#### Problem details
Can you recast all of the rows below as a numbered list, skipping any blank lines and leaving the pictures out?

---------- Records shown

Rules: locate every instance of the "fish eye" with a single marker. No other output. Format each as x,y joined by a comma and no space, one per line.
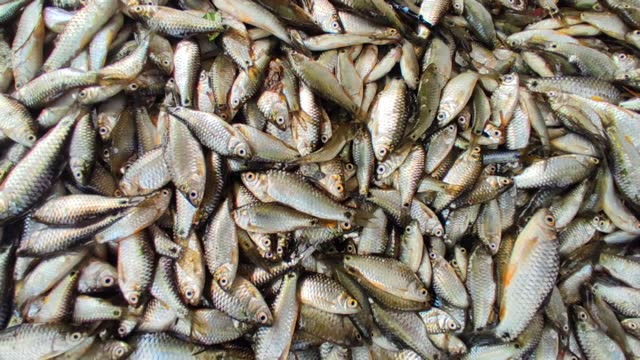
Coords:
550,220
262,317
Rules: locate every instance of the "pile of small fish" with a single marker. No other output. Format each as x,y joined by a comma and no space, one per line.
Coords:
319,179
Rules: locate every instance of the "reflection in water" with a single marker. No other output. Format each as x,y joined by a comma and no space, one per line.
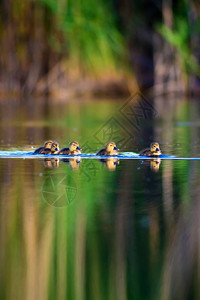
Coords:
74,163
154,164
110,163
51,162
94,234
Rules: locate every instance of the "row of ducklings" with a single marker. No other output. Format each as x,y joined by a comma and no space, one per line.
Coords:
52,147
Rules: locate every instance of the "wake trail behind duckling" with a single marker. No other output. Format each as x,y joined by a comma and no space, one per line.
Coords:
122,155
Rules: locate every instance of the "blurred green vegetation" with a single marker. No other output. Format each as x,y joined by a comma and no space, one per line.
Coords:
89,32
182,35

--------------------

#### Result of the exercise
1. Rules: locate every instance of the "fish eye" with a single marker. No other output. Format each as x,y joined by a comma and no space, one per line.
2. Coords:
3. 550,220
4. 262,317
5. Rules: locate every instance of the "pile of small fish" with a single marker. No other output. Format each as x,y joined by a comma and no space, one per line.
6. Coords:
7. 319,179
8. Rules: locate every instance of the "reflection in water" with a single marker. No other output. Format each as x,y joined by a comma and no space, one per line.
9. Coords:
10. 74,163
11. 154,164
12. 110,163
13. 51,162
14. 94,234
15. Rules: locate every instance of the "row of ducklings" with a single marker. No other output. Format each as x,y joined by a comma and no space, one per line.
16. Coords:
17. 52,147
18. Rules: locate every instance of the "wake trail behind duckling" with a single marker. No other output. Format each as x,y joined by a comma and no space, one per line.
19. Coords:
20. 122,155
21. Rules: locate every instance of the "blurred green vegetation" with a single marker. No other output. Format each as x,y joined by a comma and no space, one per line.
22. Coords:
23. 89,32
24. 182,35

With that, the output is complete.